__BRIEF__.
In the listing that follows, the lines starting at the one containing "spot the marching boy in khaki uniform." and ending at the one containing "spot the man in white shirt." are to be returned exactly, both boundary lines included, and no others.

__DATA SECTION__.
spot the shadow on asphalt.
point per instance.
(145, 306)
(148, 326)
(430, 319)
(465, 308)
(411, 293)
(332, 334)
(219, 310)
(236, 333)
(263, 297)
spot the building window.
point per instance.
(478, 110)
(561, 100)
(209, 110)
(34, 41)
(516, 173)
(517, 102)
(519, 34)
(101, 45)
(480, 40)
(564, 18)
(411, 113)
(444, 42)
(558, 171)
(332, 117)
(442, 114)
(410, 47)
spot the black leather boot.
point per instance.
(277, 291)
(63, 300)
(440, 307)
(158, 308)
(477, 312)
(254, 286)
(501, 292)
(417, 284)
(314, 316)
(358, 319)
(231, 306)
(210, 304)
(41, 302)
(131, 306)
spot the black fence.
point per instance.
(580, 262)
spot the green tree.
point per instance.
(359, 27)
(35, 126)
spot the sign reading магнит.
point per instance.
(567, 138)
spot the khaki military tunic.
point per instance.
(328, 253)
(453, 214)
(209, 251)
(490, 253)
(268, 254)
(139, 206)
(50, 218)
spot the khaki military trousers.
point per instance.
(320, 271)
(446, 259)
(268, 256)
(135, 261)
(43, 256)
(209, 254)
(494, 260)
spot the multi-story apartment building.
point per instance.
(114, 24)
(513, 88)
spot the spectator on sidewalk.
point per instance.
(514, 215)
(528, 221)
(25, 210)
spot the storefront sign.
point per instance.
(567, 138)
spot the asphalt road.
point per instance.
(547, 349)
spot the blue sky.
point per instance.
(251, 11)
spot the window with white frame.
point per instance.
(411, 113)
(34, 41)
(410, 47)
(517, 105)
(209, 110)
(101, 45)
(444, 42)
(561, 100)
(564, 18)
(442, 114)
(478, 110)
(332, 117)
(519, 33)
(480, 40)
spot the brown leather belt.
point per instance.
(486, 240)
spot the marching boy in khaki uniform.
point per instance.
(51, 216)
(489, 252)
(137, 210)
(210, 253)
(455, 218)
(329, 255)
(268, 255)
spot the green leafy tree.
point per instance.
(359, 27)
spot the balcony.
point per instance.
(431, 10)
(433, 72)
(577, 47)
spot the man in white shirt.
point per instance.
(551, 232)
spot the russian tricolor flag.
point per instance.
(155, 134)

__TASK RESULT__.
spot the marching boy in khaki uniform.
point per instance.
(51, 216)
(489, 252)
(137, 210)
(210, 253)
(455, 218)
(329, 255)
(268, 255)
spot the green leafy tree.
point per instance.
(359, 27)
spot the balcony.
point per instance.
(431, 10)
(433, 72)
(577, 47)
spot the man in white shirt.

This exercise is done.